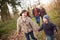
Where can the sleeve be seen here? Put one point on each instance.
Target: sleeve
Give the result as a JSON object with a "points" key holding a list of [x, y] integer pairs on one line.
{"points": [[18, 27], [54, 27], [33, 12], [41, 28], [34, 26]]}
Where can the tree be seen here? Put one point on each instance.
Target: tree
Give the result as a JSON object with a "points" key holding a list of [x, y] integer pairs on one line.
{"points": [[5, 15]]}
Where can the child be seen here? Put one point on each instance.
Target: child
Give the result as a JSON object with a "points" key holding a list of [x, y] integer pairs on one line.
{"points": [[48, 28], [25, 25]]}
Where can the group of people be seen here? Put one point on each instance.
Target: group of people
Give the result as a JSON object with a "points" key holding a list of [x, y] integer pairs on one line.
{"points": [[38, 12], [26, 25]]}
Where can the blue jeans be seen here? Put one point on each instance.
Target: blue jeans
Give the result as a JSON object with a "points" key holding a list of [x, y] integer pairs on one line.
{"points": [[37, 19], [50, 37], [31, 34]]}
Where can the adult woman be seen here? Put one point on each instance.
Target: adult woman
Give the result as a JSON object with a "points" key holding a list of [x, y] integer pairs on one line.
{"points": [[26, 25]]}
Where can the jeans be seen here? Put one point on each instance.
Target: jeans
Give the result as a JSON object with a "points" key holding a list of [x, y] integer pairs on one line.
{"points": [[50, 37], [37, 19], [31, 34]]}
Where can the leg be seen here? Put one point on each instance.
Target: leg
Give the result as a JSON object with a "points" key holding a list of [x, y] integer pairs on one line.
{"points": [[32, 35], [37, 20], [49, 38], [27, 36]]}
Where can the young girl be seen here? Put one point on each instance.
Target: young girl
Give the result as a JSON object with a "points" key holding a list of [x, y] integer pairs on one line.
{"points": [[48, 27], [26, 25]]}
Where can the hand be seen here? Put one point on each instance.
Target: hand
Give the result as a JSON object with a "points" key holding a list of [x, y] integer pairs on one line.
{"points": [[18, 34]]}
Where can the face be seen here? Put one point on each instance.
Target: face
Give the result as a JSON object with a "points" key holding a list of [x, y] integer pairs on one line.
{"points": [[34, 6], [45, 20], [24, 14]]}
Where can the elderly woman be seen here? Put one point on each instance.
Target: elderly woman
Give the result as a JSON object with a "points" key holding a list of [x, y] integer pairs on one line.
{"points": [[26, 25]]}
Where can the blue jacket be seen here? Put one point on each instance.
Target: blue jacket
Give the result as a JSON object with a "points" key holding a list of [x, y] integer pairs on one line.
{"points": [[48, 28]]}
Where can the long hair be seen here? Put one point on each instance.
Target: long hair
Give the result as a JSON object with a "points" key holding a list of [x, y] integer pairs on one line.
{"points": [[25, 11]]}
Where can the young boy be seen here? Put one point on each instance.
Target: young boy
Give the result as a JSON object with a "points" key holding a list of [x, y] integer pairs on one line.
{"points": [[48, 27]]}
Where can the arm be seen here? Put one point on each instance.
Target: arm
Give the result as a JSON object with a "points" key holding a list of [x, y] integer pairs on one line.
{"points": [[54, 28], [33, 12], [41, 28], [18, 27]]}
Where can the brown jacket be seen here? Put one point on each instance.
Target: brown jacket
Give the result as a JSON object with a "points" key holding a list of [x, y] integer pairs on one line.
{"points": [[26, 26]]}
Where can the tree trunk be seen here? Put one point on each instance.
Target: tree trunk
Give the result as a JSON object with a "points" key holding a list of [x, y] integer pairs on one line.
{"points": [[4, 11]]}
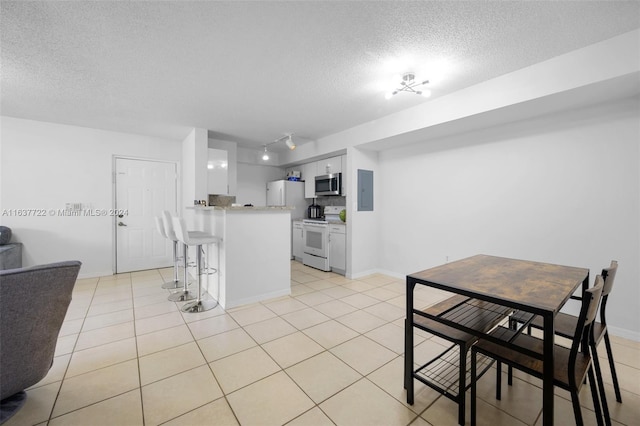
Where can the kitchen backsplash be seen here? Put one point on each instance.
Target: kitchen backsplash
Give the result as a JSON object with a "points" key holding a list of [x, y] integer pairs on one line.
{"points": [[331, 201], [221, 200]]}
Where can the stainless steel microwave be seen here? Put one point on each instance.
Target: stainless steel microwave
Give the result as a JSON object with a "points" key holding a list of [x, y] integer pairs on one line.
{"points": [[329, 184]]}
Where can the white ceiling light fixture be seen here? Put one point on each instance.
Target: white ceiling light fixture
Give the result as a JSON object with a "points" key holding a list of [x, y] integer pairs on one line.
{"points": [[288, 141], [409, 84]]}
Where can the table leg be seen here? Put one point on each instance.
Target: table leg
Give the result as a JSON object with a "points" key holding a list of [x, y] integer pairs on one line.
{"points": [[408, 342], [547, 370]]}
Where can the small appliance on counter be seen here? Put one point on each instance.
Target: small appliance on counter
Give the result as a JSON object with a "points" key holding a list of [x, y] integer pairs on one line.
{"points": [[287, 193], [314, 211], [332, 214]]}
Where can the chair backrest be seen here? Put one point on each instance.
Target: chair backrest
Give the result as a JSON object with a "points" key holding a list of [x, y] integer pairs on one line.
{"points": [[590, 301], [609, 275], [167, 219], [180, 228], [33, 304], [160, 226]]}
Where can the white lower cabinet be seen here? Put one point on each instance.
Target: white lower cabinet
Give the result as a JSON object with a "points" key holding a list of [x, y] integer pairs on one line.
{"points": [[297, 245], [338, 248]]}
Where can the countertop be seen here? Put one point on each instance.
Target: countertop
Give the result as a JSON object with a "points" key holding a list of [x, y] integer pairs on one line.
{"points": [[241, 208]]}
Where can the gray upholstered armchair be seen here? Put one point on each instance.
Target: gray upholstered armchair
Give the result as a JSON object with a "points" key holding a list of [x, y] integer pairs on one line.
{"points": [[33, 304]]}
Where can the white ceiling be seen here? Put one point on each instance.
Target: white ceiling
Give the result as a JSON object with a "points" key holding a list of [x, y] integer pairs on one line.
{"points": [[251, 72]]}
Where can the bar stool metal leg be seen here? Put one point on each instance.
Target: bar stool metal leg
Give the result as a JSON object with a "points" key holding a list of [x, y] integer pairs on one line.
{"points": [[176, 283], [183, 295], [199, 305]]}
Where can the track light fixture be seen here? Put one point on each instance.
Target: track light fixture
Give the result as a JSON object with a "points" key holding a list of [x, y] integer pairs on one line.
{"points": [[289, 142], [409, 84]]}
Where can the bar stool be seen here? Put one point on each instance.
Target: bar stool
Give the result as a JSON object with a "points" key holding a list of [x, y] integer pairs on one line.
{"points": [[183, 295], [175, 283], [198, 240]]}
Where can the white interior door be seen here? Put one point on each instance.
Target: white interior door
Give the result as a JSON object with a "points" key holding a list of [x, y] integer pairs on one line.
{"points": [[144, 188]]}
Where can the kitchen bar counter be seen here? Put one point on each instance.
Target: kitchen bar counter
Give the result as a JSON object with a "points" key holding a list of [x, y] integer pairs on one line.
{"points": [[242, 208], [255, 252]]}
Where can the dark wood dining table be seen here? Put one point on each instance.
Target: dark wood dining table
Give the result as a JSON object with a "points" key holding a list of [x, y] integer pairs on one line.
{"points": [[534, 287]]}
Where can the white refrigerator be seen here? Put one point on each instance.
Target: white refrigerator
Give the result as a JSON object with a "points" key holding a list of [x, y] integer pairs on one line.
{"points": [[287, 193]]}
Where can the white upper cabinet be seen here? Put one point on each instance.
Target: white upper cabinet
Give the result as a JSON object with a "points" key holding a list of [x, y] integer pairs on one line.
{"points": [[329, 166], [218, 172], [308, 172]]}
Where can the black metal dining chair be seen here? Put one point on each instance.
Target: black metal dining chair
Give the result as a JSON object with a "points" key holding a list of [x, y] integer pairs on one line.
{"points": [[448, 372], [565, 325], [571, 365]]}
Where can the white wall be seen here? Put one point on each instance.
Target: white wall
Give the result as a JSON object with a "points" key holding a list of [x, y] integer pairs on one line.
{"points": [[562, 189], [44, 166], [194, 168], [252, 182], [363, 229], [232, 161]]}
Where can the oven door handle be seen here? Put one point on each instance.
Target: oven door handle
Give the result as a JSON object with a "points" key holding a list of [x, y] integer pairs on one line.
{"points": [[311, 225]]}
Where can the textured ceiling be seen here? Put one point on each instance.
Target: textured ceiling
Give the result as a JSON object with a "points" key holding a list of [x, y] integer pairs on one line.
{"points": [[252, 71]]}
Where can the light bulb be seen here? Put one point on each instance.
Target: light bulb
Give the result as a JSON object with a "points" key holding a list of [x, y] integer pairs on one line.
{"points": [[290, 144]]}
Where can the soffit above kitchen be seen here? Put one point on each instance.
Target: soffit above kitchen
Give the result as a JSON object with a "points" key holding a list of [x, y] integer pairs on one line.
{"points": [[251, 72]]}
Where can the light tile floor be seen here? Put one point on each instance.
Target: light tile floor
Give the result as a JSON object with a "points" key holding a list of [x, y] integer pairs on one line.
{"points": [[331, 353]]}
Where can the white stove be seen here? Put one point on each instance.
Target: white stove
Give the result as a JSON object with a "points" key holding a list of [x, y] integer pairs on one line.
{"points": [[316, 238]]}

____

**PROBLEM TO SOLVE**
Copy out the lines from the line containing "Where can the light bulb" to the end of the listing above, without alteration.

**OUTPUT FOR THIS EXERCISE**
Where can the light bulb be seen here? Put one point on each instance.
Target: light bulb
Give the result as a JSON object with a "points" key holding a list of [x, y] integer pairs on one line.
{"points": [[290, 144]]}
Where can the soffit above kitchen be seen here? Put one point on each instance.
Target: soffit above kitchen
Give the result as a JSON object with a "points" key holding a list of [x, y] integer pairs on one line.
{"points": [[251, 72]]}
Where can the light tile floor be seen here? Put one point on each instance.
Target: light tile floor
Give the result as a JSON object with a "points" key holding a list of [x, y] integer pairs on one line.
{"points": [[331, 353]]}
Where can the white stove be seen here? Put one point on each instance.
Target: white stove
Give the result as a JSON object with a "points" key holding a list of [x, y] integer pairs on one line.
{"points": [[316, 238]]}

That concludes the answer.